▸ GEGEVEN TEKST:
BURGERLIJKE ZAKEN OVER 2022 VONNIS NO.
UITSPRAAK: 26 april 2022
ZAAKNRS: CUR201904669 – CUR2021H00056
GEMEENSCHAPPELIJK HOF VAN JUSTITIE
van Aruba, Curaçao, Sint Maarten en
van Bonaire, Sint Eustatius en Saba
Vonnis in de zaak van:
[Appellant],
wonend te Curacao,
in eerste aanleg gedaagde, thans appellante,
procederend in persoon,
- tegen -
mr. Arnold HUIZING in zijn hoedanigheid van curator in het faillissement van
RECTOUR CORPORATION N.V.,
wonend te Curacao,
in eerste aanleg eiser, thans geïntimeerde,
gemachtigden: mrs. N.J.M. Huizing en E.J.J. Huizing.
Partijen worden hierna (ook) [appellant] en de curator genoemd.

1.Verloop van de procedure

1.1
Voor hetgeen in eerste aanleg is gesteld en gevorderd, voor de procesgang aldaar en voor de overwegingen en beslissingen van het Gerecht in eerste aanleg van Curaçao (hierna: het Gerecht), wordt verwezen naar het vonnis van 18 januari 2021.
1.2 [
Appellant] is in hoger beroep gekomen van dat vonnis door indiening op 12 februari 2021 van een daartoe strekkende akte ter griffie van het Gerecht. Bij een op 25 maart 2021 per e-mail op 3 juni 2021 in hardcopy ter griffie ingediende memorie van grieven heeft zij vier grieven aangevoerd, deze toegelicht en geconcludeerd dat het Hof het vonnis waarvan beroep zal vernietigen en haar vordering alsnog integraal zal toewijzen (het Hof begrijpt: de vordering van Rectour alsnog integraal zal afwijzen), met veroordeling van de curator in de kosten van eerste aanleg en hoger beroep.
1.3
Bij memorie van antwoord, ingediend 27 juli 2021, heeft de curator de grieven bestreden en geconcludeerd dat het Hof het bestreden vonnis al dan niet onder verbetering van gronden zal bevestigen, met veroordeling van [appellant] in de kosten.
1.4
Op de (digitale) rolzitting van 23 november 2021 hebben partijen schriftelijke pleitnota’s overgelegd.
1.5
Vonnis is nader bepaald op heden.

2.Ontvankelijkheid

[Appellant] heeft tijdig en op de juiste wijze appel ingesteld, zodat zij daarin kan worden ontvangen.

3.Grieven

Voor de inhoud van de grieven wordt verwezen naar de memorie van grieven.

▸ AANGELEVERDE GEGEVENS:
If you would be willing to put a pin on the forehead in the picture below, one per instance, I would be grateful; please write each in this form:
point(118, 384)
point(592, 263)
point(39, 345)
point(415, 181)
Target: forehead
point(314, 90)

▸ WERKINSTRUCTIE: Geef het vervolg van het vonnis van het Gemeenschappelijk Hof van Justitie in de zaak tegen de curator van Rectour Corporation N.V., aansluitend op de laatste zin.

▸ UITWERKING OPDRACHT:
4.Beoordeling

4.1
Het Hof gaat uit van de volgende feiten, die deels reeds door het Gerecht waren vastgesteld (zie rov. 2.1. t/m 2.7. van het bestreden vonnis).
4.1.1 [
Appellant] is van 1 januari 2006 tot 24 juli 2014 in dienst geweest van Rectour. Sinds begin 2007 was [apppellant] procuratiehouder van Rectour.
4.1.2
Bij brief van 24 juli 2014 is [appellant] meegedeeld dat zij op 23 juli 2014 op staande voet is ontslagen wegens verduistering van gelden in dienstbetrekking. Deze brief houdt het volgende in:
Naar aanleiding van ons gesprek dat plaatsvond op 16 juli 2014, alsmede naar aanleiding van uw e-mail met brief van 17 juli 2014, berichten wij u als volgt.
Omstreeks 16 juli 2014 hebben wij onregelmatigheden in onze boekhouding aangetroffen.
Wij zijn ermee bekend geworden dat u sinds het jaar 2011 tot zeer recentelijk op grote schaal orders heeft geplaatst bij het bedrijf The Stitch. U heeft daar goederen besteld als gordijnen, banners en tafelkleden, die zijn betaald met middelen van Rectour Corporation N.V. ("Rectour Corporation"), maar nooit aan Rectour Corporation zijn geleverd. Wij vermoeden dat de goederen zijn geleverd aan uzelf, danwel (bedrijven van) familieleden.
Voorts is ons omstreeks 16 juli 2014 ook bekend geworden dat u het niet zo nauw neemt met de uitvoering van de sponsorovereenkomst tussen Rectour Corporation N.V. en Torbed, op grond waarvan Rectour Corporation zich op 4 november 2013 heeft verbonden om Torbed financieel te ondersteunen voor het bedrag van USD 10.000,00. Onze administratie wijst uit dat om onduidelijke redenen het bedrag van NAf 44.267,64 is betaald aan Torbed.
Daarnaast hebben wij transacties aangetroffen van Rectour Corporation met het bedrijf J.K. Promotion waarvan een familielid van u, [familielid appellant], eigenaar is. Wij hebben u in het verleden - toen u ook orders plaatste bij J.K. Promotion - expliciet verboden om nog zaken te doen met dit bedrijf. Desalniettemin heeft u - nog in 2014 - aankopen gedaan bij J.K. Promotion.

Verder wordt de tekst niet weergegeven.